▶ _Record extracts_
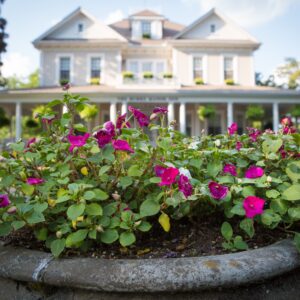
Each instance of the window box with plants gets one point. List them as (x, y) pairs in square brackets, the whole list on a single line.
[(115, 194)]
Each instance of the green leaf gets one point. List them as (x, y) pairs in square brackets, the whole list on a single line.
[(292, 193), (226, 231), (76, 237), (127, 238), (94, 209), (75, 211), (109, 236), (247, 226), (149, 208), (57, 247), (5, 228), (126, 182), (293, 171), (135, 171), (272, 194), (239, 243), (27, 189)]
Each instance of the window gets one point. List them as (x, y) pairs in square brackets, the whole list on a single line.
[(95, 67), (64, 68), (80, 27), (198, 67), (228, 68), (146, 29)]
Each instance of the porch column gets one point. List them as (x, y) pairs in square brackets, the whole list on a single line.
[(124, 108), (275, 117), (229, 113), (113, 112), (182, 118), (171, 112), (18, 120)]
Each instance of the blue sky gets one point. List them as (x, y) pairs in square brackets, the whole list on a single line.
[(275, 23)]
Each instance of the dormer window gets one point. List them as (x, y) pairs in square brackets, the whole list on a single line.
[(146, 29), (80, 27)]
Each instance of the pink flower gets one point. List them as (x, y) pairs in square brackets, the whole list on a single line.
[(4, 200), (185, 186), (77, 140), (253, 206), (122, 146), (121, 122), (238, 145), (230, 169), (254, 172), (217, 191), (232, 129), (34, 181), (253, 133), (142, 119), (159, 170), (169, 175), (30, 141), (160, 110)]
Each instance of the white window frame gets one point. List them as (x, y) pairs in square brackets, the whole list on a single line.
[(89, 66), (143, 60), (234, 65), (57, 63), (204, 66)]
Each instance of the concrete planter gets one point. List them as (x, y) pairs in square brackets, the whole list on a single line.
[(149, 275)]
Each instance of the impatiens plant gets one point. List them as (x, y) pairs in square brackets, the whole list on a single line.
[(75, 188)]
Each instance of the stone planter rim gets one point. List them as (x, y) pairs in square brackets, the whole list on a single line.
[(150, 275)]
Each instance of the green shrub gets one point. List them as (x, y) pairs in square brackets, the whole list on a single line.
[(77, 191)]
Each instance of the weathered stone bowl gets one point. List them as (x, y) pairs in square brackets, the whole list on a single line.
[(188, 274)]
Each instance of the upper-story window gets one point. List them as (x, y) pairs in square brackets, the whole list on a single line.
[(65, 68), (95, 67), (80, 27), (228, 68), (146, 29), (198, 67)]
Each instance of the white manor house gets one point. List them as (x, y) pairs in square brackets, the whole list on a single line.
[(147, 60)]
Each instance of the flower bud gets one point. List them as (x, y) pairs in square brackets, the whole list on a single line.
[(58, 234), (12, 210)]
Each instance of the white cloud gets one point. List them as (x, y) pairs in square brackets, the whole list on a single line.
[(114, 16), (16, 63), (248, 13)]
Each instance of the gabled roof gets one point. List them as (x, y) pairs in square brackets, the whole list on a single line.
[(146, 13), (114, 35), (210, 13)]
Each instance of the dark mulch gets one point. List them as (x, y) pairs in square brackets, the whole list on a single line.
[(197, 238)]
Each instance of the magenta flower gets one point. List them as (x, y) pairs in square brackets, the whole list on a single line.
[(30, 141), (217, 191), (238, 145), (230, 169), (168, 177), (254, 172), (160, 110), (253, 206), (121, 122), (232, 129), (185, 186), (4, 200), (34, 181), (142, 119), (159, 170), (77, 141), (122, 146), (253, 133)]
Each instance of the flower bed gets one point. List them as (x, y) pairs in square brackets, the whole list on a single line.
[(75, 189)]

==

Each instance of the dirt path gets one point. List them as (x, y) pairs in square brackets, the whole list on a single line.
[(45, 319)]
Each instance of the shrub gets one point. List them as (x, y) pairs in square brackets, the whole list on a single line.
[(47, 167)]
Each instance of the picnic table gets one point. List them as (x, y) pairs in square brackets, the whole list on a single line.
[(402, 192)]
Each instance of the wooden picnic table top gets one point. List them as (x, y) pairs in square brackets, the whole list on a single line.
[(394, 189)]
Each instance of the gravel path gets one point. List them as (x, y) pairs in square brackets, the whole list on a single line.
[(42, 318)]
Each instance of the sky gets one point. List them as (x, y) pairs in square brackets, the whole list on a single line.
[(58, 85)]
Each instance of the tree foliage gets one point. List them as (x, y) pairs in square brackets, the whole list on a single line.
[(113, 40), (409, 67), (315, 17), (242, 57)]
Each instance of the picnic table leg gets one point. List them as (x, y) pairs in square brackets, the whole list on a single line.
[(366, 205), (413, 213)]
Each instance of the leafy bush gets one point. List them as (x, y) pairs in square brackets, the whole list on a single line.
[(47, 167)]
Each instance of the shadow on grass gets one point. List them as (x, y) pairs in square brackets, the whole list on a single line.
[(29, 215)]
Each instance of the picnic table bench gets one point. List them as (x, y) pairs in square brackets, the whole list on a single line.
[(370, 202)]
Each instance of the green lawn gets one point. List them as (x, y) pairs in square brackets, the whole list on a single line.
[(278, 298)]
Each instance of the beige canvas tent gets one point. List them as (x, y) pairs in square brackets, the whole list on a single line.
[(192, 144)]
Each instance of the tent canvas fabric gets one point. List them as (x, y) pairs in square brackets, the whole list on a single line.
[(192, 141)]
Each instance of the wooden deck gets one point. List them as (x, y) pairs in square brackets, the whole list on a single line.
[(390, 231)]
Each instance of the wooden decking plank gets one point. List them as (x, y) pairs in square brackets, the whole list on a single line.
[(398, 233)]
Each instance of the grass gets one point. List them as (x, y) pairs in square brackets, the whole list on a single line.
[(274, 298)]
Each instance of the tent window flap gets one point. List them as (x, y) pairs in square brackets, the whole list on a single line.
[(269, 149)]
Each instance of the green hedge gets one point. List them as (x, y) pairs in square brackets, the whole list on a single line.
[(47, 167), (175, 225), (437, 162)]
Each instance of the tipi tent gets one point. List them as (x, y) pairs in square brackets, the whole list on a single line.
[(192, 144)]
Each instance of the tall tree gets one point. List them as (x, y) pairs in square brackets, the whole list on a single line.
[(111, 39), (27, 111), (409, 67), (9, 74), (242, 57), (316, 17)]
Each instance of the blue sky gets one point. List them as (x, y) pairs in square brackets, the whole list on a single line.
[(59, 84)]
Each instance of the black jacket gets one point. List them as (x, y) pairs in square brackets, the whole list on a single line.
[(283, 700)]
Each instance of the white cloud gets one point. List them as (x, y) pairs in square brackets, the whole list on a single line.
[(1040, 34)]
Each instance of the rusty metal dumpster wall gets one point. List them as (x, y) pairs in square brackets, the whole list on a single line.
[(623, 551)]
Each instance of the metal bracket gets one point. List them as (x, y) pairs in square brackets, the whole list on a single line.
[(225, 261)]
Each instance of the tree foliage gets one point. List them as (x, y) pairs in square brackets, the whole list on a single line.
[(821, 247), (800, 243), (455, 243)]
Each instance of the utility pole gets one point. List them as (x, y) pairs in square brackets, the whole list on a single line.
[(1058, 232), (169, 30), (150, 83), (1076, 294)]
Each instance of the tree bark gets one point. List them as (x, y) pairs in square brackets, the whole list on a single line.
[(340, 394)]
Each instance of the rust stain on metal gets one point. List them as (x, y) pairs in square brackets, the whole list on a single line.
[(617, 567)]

▶ _What you are asked to do_
Copy the material exactly, everything from the line containing "Each instance of the weathered" down to the line containing "[(197, 238)]", with both of those lines included.

▶ _Output of the exercise_
Each instance of the weathered stone bowl gets one point. List them as (x, y) pairs in square brackets, the whole list on a single line.
[(188, 274)]
Each instance of the upper-story window gets one point. List them as (x, y) pairs in square brackets, the whole list on a single line.
[(65, 68), (95, 67), (80, 27), (228, 68), (146, 29), (198, 67)]
Each instance of the white manor house gets one point. List them as (x, y) pairs in square brackets, the whole list on a single line.
[(147, 60)]
Each instance of the flower bud gets one point. List them as (x, y) pairs in square brackets, the whole list on a single line.
[(58, 234), (12, 210)]
Each instance of the white cloud gets one point. List them as (x, y) pairs in square brackets, the whole list on a single line.
[(114, 16), (16, 63), (248, 13)]
Each instance of the gabled roof gets one point. List them as (x, y) pairs in square brackets, the whole list on a single line.
[(146, 13), (114, 35), (210, 13)]
Each instance of the dark mulch gets one point. List them as (x, y) pairs in square brackets, the whole list on a single line.
[(197, 238)]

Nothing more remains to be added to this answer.